A couple of weeks ago, I posted on Twitter that I dared people to read one short story collection. Given that most of my followers are readers (or Zillow fanatics?) this shouldn’t be a big ask. But we know that it is. Industry wisdom is that for an author who puts out both novels and story collections, a collection will sell about a tenth as well as a novel (if that). Some people responded by recommending their favorite titles, but many others basically said “Yeah, I don’t know why I don’t read those.”
I can’t tell you how many times I’ve been sitting at a signing table with all of my books when someone touches my story collection and says “Oh, what’s this one?” and I say “That’s a short story collection” and they recoil as if they just touched a dead squirrel.
Some collections don’t even have the word “stories” on the cover, for fear it will scare away readers.
I’m going to tell you why you should be reading more short stories.* But first, I’m going to tell you why you’re not reading them. (Or why the world in general is not reading them, because perhaps you personally read them all the time.)
I have five theories:
1) Collections of any kind are hard to talk about. It’s one thing to say, “You have to read this novel; it’s about a woman whose wedding is ruined by killer bees!” and another to say, “You have to read this story collection! It’s about twelve different things, and all the stories are very well written.” Without a hook, we’re less intrigued, it doesn’t stick in our memories, and even if we buy or borrow it, a month later when we’re looking through the bedside stack, we’re less likely to remember why we wanted to read it.
This problem goes beyond your book-recommending friends: Everyone up the publishing food chain has a harder time talking about the book and getting people hooked on a plot before they’ve read a word. Agents have a harder time intriguing editors; editors have a harder time intriguing publishers (their bosses) or the marketing and publicity teams; sales teams have a harder time hooking booksellers; booksellers have a harder time remembering what the book is about and conveying that to readers.
They’re also harder to review, for this reason, and harder for, say, an NPR host to interview the author about. It’s harder for a festival organizer to put a story writer on a themed panel. And on and on.
Of course all this is mitigated when there’s some overt connection between the stories. Lauren Groff’s Florida, for instance, telegraphs its theme immediately: a bunch of stories about Florida! Kevin Brockmeier’s The Ghost Variations contains 100 very short stories about ghosts. But many collections are centered on subtler themes, if any. My one collection, Music for Wartime, was loosely about the question of what it means to make art and beauty in the midst of a brutal and chaotic world. But who on earth is going to remember that? (This is not me telling you to buy my collection, btw. I’m never going to earn royalties on it. Buy someone else’s.)

## Required work
Continue the essay on why people don't read short story collections from its last sentence, before the data that follows.

## Records
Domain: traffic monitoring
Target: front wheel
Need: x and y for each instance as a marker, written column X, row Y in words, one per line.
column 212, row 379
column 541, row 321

## Exercise result
2) You might have had a bad short story experience in school. Short stories are great for the classroom, and so much fun to pick apart, and I love teaching them to grad students. But if Mrs. Gladacker made you spend two weeks on some dry-ass story from 1890, and made you feel like you were missing some literary decoder ring, and implied that stories exist only to pack in dozens of arcane literary devices that you’re supposed to recognize, or else you’ll get a D, then I can see why you wouldn’t be running out to read more of them.
3) As an adult, you might have encountered stories that just aren’t your style. You might subscribe to one of the magazines that publishes a short story in each issue, and that editor’s taste might not align with your own. Or you might have tried to make yourself read something because it was Important and wound up frustrated or bored.
4) Story collections rarely win major book prizes—perhaps because juries are tempted to reward a singular, monumental achievement. And maybe because when you read a collection, you’re tempted to rank the stories from strongest to weakest, which makes even the strongest collections feel “uneven” in the final judging.
5) It’s a self-fulfilling prophecy. If we bought more story collections, then they’d be reviewed more and featured more prominently in reviews and bookstores. Maybe Oprah and Reese and Jenna would pick story collections. Story collections would earn bigger advances, which would mean established writers would feel they were worthwhile, which in turn would boost the profile of story collections in general, etc. etc. There are countries where this is true (Japan!) and ones where they read even fewer short stories than we do (much of Europe). Let’s be like Japan.
Why you should be reading short stories:
1) Stories are where many writers explore the outer edges of their craft. There are stylistic moves you can make in short fiction that you wouldn’t want to, or simply couldn’t, maintain for 300 pages. I have a story in my collection that’s written as a series of interrogation answers (minus the questions) with parts redacted. It went on just about as long as it could, which was something like five pages.
2) The same thing goes for topic. Tobias Wolff’s “Bullet in the Brain” is perfect as a short story; how on earth would it work as a novel? I have a short story in which a woman coughs up a tiny Johan Sebastian Bach, who then grows to human size, and then they have an affair. I guess in another life I could have made that into a novel, but I would have had to answer a lot of questions that a short story could kind of skate blithely over.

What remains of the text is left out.